* _SET PROBLEM_
Return, character for character, the entries from the line containing "Could you point to the leafy" up to and including the line containing "column 177, row 442".

* _AVAILABLE RECORDS_
________________________

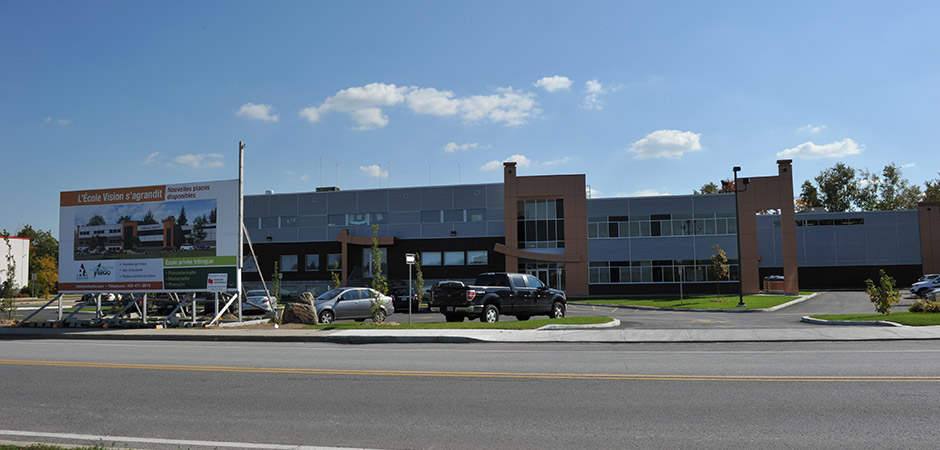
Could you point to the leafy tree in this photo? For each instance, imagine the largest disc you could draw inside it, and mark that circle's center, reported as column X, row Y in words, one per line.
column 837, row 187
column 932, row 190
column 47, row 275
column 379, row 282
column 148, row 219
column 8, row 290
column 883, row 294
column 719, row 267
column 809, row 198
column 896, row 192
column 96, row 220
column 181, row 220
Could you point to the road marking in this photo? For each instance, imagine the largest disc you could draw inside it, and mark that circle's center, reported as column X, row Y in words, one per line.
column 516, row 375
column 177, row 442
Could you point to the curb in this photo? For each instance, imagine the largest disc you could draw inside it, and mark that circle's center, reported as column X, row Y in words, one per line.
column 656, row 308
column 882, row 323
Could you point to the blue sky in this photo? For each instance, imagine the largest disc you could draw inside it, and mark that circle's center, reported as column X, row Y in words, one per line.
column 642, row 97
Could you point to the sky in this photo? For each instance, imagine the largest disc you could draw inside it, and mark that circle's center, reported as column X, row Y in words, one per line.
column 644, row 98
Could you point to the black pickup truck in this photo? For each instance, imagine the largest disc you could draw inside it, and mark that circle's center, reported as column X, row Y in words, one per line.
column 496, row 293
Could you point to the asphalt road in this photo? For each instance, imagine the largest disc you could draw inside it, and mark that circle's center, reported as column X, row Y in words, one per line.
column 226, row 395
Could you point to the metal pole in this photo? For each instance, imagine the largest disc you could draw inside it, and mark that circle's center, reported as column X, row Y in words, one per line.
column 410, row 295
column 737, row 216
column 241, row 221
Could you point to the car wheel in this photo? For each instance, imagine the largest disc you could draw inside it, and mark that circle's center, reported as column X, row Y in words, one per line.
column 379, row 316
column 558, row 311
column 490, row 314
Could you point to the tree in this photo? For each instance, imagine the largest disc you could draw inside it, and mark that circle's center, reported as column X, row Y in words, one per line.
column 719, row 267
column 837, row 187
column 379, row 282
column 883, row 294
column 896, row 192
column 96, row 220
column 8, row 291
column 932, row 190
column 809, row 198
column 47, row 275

________________________

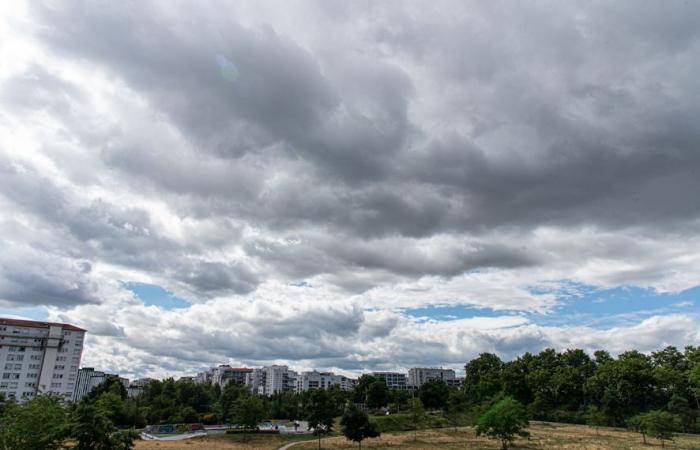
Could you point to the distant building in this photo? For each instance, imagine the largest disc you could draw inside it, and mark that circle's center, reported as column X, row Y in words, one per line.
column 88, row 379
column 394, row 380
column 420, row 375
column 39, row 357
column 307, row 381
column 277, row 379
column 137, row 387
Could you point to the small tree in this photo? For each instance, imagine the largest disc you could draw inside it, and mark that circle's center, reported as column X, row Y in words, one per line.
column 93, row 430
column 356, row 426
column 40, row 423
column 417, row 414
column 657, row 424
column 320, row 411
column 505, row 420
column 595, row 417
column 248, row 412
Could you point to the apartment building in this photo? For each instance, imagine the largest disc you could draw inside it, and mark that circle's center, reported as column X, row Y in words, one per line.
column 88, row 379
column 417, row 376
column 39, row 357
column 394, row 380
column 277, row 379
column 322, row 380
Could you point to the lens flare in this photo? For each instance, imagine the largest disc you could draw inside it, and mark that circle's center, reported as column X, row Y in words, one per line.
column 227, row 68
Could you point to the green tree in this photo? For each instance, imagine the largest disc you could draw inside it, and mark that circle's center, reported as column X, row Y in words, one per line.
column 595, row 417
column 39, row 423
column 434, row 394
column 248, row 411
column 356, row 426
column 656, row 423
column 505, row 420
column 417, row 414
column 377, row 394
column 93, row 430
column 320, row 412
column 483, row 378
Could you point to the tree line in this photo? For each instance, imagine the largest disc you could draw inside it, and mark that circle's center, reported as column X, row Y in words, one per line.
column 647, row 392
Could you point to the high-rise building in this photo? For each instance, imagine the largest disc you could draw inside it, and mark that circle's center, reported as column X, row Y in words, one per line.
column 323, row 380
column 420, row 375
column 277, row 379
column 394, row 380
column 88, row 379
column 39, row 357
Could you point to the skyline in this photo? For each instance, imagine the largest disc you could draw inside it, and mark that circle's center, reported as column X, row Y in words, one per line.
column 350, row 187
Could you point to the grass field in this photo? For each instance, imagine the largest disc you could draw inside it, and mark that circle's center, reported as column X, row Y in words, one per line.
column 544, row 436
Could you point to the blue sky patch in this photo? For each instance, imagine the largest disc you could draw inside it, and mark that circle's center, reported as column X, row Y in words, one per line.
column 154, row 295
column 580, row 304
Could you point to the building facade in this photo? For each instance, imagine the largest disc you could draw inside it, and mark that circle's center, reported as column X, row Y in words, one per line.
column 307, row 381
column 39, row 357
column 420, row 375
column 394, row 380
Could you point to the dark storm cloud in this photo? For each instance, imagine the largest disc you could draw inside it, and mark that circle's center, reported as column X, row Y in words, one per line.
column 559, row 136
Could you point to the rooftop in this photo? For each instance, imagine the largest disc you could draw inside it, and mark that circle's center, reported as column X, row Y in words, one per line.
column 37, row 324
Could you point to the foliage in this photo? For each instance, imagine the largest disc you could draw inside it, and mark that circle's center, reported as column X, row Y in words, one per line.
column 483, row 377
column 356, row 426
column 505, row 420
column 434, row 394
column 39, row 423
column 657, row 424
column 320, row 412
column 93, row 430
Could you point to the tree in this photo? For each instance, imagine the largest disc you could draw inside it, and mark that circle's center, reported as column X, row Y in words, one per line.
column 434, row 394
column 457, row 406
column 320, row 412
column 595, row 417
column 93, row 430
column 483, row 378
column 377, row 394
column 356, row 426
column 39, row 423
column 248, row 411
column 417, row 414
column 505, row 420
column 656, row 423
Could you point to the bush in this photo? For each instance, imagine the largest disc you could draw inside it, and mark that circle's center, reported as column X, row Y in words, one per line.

________________________

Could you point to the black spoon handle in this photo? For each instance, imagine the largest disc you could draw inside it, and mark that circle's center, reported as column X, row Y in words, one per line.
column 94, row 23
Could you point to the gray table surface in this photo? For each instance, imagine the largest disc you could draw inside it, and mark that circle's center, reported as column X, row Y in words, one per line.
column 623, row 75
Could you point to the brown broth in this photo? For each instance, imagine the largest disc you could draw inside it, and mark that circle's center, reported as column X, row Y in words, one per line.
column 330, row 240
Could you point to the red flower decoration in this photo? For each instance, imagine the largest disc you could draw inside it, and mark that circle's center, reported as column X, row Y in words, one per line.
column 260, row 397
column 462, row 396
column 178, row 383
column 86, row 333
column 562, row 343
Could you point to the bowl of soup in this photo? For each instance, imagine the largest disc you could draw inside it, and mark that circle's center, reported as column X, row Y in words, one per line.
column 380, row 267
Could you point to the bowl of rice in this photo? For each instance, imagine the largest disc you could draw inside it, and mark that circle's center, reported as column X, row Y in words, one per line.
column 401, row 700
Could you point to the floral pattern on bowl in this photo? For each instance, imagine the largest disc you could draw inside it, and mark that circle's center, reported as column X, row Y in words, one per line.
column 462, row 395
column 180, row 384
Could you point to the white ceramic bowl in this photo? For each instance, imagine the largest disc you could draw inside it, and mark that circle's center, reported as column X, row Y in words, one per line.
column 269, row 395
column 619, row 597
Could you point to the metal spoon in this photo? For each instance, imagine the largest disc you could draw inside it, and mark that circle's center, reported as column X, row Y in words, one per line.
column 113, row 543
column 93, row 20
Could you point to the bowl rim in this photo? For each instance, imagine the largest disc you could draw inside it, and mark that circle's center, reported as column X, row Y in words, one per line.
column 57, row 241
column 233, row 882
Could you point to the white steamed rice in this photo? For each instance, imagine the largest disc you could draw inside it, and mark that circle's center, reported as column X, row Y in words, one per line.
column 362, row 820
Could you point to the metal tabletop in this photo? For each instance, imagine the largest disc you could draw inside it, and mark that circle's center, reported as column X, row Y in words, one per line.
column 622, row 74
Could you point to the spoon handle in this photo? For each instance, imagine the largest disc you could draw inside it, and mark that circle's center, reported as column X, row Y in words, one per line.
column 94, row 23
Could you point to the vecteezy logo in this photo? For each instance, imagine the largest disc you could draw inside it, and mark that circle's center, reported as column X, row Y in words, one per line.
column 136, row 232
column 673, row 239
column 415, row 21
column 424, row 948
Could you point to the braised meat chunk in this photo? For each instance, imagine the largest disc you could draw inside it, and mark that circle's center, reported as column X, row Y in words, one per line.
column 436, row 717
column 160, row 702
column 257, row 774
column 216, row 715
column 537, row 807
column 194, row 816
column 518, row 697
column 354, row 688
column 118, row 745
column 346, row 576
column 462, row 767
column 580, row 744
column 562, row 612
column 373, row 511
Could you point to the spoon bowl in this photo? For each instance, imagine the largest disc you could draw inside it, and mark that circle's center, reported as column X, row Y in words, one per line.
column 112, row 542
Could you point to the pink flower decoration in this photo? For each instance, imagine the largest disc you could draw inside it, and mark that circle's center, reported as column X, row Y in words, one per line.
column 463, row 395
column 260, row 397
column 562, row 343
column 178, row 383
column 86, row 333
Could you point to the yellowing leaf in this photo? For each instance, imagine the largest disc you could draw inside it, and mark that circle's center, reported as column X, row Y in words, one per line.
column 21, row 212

________________________

* _COMPLETED EXERCISE_
Could you point to the leafy tree in this photo? For each instance, imagine the largest disc you could draw inside it, and mark that circle's center, reported as column X, row Y in words, one per line.
column 837, row 187
column 932, row 190
column 47, row 275
column 379, row 282
column 148, row 219
column 8, row 290
column 883, row 294
column 719, row 267
column 809, row 198
column 896, row 192
column 96, row 220
column 181, row 220
Could you point to the road marking in this photo? For each instance, imagine the largest disc you could draw inside it, and mark that circle's center, reported as column X, row Y in words, one per line.
column 516, row 375
column 177, row 442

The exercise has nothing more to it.